What is asked: Show each line of the items below that contains the word "this", copied in full.

— START Entries provided —

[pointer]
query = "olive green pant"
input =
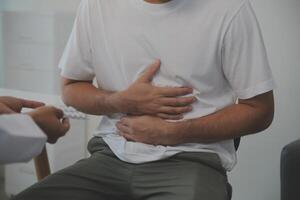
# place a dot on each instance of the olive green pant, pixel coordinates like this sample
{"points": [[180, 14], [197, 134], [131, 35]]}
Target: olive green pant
{"points": [[185, 176]]}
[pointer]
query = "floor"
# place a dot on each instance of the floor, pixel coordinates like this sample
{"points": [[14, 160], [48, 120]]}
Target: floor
{"points": [[2, 193]]}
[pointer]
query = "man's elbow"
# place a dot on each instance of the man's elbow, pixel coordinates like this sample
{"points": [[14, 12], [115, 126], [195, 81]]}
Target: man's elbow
{"points": [[266, 117], [65, 93]]}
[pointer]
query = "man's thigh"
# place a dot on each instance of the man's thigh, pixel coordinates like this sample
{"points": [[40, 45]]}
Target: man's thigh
{"points": [[99, 177], [187, 176]]}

— END Entries provided —

Full response:
# place a dot on each instance of the olive green pant, pixel coordinates like this sample
# place a dot on each instance of the floor, pixel coordinates like this sample
# place a dot on each instance of the man's elbow, pixel coordinates like this sample
# place a dot on each instance of the man's thigh, pixel coordinates like this sample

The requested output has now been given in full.